*** Opening Study text ***
Friday, April 8, 2011

16. Friends Don’t Let Friends Get Into Finance

I recently heard that a group of friends of mine is busy working on a new startup, that will find and utilize inefficiencies in markets to perform micro-trading: buying and selling frequently, based on complex stochastic models of markets behaviors. I don't know if this can work or not. Secretly, I hope it can't. There's something inherently wrong, in my opinion, in investing your time and efforts in an endeavor whose sole goal is to take some percentage of market trades without putting anything back into the system. What is the contribution of their startup, besides (perhaps) making money for their customers? How does it help the economy, human prosperity, people's well-being, or any other ideals? In other words, what value do they create, as opposed to the value they extract from other traders?

This is the same group of people who created a successful hi-tech company 10 years ago, based on novel ideas of data protection and replication. Their product enables small business to protect their vital data against corruption and disaster, and gives a real, quantifiable value to their customers. They're very smart and very talented. Isn't this game a waste of their talents?

The same is unfortunately true for a lot of what's going on in the finance world. In the US, Finance grew to  be the biggest sector in the list of GDP components. But Finance is all about moving money from one hand to another, not about creating anything. Yes, some amount of finance is necessary: to help people and institutions raise money, protect and grow their savings, and to add liquidity to the system. But should it be more than 1-2% of the economy?


All these resources don't come for free. As Vivek Wadhwa points in his excellent post, Friends Don’t Let Friends Get Into Finance, the human resources invested in the Finance world come on the expense of academic research, technology development, science, medicine -- in short, all those boring productive disciplines that are not focused on getting some Wall St sharks rich quickly. Let me quote his last paragraph:

Paul Kedrosky says that the virus that infects scientists and engineers and causes them to go to Wall Street rather than create something of societal value is “economic Ebola”. He wants to be an “economic virus hunter”. Let’s all help him. Let’s save the world by keeping our engineers out of finance. We need them to, instead, develop new types of medical devices, renewable energy sources,and ways for sustaining the environment and purifying water, and to start companies that help America keep its innovative edge.


I would add to that my opinion that every billion dollars earned by a hedge fund or an Investment bank is a billion dollar taken away from private investor, pension funds, enterprises, factories and every other part of the economy responsible for our growth and success.

The big question is how to cure this "economic Ebola". Any ideas?
*** Closing Study text ***
▶ **Things to do**
[1] In the post on finance careers, what did the same group of friends create 10 years ago?
[2] Reproduce the passage of the post on finance careers between "16. Friends Don’t" and "extract from other traders?", inclusive.
*** Opening Data listing ***
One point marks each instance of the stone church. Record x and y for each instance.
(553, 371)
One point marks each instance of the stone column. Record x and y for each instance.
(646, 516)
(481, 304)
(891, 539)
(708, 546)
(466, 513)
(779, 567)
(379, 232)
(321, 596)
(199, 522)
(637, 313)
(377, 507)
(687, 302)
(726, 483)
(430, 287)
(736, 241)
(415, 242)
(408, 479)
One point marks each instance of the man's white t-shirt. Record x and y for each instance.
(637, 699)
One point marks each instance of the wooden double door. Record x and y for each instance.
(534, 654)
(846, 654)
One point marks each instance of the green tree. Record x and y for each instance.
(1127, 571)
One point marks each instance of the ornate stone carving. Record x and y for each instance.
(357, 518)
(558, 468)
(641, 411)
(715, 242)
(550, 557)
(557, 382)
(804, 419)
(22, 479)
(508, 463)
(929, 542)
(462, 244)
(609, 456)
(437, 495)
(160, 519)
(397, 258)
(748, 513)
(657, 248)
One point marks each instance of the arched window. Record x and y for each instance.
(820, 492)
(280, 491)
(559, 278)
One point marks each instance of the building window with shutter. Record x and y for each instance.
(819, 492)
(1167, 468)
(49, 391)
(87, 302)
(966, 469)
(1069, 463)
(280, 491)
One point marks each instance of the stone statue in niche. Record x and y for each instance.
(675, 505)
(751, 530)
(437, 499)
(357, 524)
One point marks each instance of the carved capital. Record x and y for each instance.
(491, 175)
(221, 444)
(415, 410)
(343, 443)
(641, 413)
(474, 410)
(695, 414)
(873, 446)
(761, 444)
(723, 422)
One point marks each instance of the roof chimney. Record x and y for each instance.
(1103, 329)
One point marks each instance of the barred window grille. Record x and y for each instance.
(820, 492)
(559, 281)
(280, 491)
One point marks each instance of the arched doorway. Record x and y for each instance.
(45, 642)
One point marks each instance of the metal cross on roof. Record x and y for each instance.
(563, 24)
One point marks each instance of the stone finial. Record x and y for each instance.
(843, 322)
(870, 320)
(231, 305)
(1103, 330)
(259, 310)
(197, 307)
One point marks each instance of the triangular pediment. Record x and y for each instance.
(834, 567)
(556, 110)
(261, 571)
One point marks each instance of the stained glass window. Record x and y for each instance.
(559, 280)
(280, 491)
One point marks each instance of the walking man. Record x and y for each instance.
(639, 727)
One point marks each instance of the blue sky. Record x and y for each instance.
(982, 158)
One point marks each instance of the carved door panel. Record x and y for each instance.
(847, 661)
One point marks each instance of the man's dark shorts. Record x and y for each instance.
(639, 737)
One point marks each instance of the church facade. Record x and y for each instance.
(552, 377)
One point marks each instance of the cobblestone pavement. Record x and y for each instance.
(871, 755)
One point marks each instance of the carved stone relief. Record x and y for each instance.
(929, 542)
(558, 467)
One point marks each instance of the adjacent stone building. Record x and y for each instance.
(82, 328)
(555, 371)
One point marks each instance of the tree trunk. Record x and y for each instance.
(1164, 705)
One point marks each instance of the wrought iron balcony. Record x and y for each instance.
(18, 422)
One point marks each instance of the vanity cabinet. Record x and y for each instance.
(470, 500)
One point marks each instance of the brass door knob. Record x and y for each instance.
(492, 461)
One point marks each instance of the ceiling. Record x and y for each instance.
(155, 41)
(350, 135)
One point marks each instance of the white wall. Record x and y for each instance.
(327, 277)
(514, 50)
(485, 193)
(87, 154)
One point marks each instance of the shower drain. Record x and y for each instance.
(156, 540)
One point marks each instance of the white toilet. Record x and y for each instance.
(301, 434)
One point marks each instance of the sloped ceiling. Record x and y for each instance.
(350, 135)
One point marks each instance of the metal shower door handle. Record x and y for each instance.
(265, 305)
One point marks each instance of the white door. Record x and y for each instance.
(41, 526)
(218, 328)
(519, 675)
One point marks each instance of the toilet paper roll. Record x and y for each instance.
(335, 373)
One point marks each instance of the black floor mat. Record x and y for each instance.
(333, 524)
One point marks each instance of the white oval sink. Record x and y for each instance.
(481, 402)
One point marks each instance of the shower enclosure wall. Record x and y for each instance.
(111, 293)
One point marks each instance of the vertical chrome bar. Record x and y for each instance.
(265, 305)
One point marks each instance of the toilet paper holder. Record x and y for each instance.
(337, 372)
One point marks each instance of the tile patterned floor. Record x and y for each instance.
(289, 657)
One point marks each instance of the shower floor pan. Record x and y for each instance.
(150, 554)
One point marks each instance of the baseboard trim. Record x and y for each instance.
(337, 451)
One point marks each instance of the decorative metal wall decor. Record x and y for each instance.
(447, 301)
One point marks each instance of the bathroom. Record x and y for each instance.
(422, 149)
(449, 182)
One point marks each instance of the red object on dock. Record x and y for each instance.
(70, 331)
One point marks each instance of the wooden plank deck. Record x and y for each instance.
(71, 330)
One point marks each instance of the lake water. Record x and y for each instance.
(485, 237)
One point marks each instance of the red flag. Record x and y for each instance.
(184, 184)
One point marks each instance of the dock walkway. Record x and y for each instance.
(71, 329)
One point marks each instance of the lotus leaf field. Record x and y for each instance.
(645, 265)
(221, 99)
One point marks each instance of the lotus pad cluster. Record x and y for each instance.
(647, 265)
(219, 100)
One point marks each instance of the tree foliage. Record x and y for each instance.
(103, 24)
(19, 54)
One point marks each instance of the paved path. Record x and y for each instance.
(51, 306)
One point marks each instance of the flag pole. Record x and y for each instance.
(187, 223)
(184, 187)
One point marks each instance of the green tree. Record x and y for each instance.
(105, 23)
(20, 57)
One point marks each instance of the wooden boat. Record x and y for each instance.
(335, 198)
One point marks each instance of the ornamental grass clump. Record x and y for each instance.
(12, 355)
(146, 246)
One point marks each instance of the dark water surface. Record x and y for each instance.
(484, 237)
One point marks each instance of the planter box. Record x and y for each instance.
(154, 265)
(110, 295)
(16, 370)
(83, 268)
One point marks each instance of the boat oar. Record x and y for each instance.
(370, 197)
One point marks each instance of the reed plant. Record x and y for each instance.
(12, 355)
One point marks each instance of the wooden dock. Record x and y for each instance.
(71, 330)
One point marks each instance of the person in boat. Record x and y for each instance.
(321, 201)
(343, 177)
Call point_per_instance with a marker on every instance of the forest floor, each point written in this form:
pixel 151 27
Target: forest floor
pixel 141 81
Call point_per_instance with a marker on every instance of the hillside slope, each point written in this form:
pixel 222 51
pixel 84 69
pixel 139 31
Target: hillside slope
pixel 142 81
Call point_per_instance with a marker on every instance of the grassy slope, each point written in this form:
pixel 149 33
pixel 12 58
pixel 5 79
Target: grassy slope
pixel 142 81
*** Closing Data listing ***
▶ **Numbered answers**
[1] A successful hi-tech company based on novel ideas of data protection and replication.

[2]
16. Friends Don’t Let Friends Get Into Finance

I recently heard that a group of friends of mine is busy working on a new startup, that will find and utilize inefficiencies in markets to perform micro-trading: buying and selling frequently, based on complex stochastic models of markets behaviors. I don't know if this can work or not. Secretly, I hope it can't. There's something inherently wrong, in my opinion, in investing your time and efforts in an endeavor whose sole goal is to take some percentage of market trades without putting anything back into the system. What is the contribution of their startup, besides (perhaps) making money for their customers? How does it help the economy, human prosperity, people's well-being, or any other ideals? In other words, what value do they create, as opposed to the value they extract from other traders?